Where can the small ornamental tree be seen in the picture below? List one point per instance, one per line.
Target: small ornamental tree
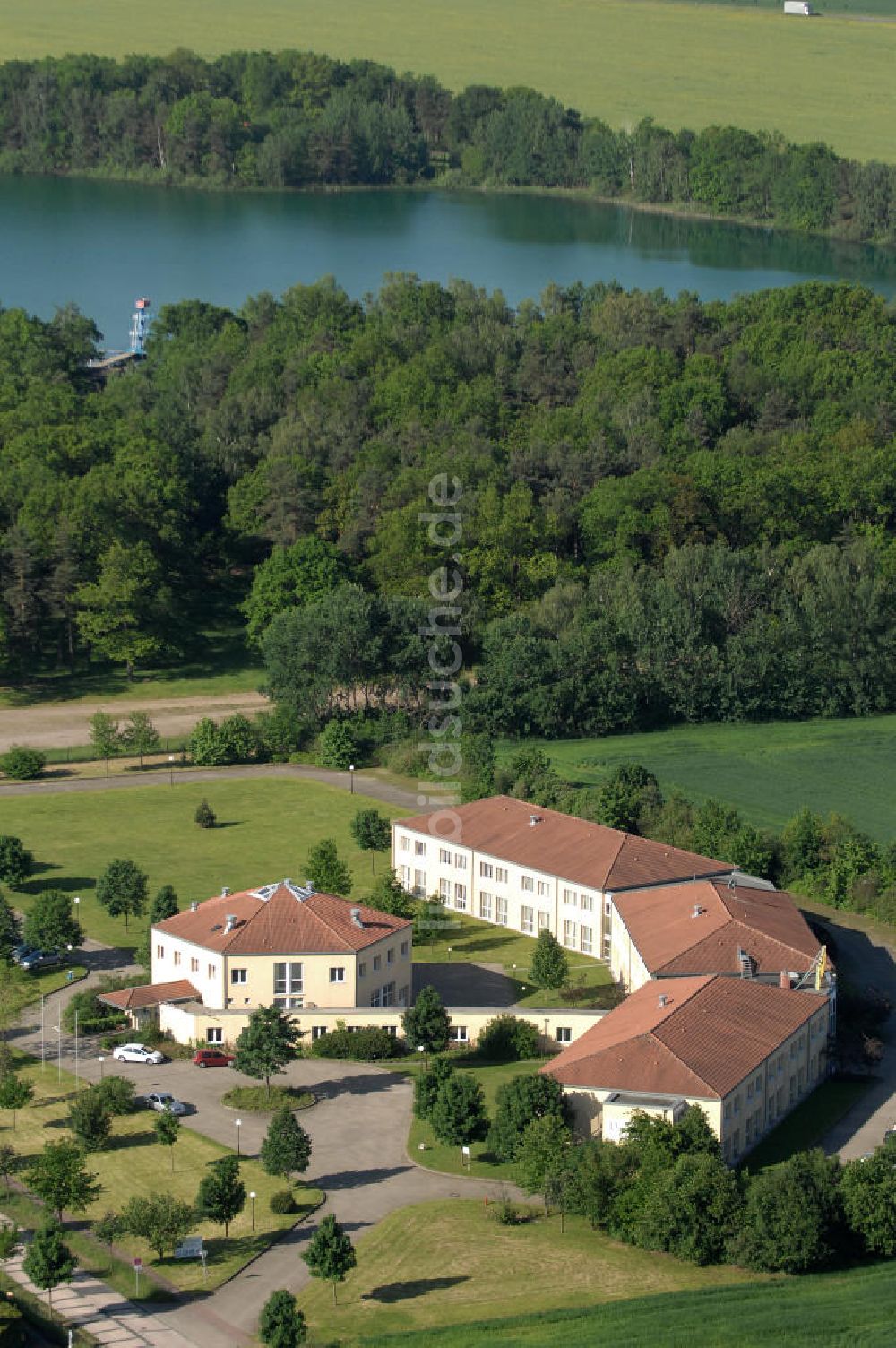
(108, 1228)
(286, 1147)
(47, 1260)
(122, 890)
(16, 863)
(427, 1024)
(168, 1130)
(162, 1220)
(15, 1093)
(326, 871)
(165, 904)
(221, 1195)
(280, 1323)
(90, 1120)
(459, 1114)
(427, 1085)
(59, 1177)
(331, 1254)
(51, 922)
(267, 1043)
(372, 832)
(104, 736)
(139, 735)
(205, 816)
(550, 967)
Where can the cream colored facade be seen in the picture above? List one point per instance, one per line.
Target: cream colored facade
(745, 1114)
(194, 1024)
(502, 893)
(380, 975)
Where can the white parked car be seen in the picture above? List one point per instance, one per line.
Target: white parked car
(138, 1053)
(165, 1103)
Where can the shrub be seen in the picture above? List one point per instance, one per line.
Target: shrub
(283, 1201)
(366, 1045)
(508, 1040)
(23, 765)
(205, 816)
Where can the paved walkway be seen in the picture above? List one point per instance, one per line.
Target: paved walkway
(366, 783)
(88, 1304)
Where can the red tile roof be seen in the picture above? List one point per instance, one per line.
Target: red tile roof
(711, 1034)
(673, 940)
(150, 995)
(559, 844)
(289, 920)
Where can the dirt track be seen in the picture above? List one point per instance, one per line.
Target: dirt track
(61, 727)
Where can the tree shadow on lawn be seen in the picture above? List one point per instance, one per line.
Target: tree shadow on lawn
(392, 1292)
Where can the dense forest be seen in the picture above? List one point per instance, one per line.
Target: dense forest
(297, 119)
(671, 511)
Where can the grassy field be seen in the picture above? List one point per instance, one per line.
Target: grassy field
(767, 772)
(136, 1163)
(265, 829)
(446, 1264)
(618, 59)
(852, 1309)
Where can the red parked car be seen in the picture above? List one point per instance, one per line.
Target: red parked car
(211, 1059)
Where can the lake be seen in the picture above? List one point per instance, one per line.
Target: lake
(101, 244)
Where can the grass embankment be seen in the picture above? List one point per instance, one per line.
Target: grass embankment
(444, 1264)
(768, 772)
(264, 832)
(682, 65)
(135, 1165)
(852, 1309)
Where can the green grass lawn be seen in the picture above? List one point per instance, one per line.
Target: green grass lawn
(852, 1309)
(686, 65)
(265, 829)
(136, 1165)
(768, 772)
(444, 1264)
==
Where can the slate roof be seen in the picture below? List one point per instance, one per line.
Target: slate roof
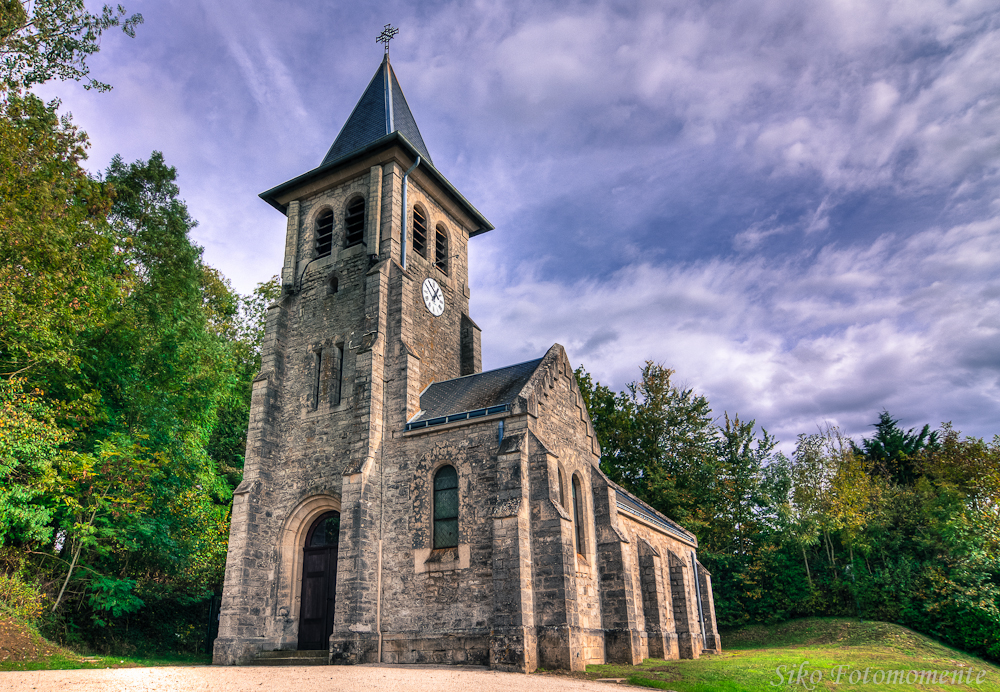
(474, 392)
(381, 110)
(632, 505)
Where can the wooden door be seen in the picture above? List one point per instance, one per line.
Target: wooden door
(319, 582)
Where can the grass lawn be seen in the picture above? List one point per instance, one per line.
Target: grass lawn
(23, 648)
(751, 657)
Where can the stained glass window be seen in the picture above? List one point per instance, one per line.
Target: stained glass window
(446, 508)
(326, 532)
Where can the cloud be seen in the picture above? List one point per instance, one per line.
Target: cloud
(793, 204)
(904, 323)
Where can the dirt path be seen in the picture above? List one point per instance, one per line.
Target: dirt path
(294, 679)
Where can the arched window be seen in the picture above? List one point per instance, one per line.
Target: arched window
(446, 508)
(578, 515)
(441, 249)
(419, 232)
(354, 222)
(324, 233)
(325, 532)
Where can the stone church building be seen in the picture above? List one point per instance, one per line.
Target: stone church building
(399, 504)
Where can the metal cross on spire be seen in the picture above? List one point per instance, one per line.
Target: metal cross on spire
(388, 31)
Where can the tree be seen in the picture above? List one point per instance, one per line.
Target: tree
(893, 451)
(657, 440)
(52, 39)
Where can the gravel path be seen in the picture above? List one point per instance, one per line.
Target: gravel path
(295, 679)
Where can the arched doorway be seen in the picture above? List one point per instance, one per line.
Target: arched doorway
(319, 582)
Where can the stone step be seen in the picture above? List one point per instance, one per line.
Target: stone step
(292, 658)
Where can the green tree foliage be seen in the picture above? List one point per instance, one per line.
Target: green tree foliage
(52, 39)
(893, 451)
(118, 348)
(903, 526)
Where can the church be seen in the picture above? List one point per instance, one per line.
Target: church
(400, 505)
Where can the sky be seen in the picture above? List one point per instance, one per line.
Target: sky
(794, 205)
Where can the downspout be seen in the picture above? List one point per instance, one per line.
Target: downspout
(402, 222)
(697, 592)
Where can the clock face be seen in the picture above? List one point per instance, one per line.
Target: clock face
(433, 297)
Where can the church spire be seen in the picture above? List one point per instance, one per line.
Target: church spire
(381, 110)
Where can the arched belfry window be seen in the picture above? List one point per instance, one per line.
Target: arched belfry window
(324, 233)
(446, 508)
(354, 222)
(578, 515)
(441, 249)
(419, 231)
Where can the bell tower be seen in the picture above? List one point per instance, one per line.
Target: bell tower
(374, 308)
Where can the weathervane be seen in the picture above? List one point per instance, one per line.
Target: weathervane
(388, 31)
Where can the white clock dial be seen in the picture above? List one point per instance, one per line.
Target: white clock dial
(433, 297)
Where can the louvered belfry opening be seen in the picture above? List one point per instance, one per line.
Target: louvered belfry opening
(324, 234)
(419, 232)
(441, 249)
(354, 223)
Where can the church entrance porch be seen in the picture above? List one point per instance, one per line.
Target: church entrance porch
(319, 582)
* * *
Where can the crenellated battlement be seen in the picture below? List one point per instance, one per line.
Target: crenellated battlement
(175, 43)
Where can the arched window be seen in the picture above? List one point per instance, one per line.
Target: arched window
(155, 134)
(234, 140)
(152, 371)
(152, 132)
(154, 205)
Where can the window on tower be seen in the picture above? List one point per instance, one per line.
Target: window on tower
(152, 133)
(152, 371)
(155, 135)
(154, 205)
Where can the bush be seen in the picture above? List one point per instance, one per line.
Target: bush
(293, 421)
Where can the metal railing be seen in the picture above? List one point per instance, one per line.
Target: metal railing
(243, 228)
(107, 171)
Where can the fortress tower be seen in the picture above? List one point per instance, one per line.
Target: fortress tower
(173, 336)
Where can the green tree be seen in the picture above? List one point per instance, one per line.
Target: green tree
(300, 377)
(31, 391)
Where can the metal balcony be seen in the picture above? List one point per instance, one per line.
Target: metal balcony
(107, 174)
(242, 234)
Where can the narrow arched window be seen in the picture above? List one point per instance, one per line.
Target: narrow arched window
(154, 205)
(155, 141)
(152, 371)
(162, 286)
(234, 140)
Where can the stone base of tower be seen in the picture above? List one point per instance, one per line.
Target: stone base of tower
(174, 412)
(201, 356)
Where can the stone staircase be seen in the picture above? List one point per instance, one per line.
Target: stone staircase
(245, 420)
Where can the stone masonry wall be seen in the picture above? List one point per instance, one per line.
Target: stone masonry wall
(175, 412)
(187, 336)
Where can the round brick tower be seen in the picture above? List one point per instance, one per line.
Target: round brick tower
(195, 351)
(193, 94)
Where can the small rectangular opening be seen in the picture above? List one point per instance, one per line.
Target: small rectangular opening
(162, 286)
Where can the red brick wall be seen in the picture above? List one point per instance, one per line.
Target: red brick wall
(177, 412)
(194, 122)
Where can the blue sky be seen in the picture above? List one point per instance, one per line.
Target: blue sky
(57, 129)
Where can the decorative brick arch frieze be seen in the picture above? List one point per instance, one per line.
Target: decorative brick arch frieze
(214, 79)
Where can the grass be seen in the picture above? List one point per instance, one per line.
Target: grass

§ WHAT IS REQUIRED: How many lines in the data above contain the string "wall" with matching case? Reply with the number alone.

§ ANSWER TO THE EXERCISE: 4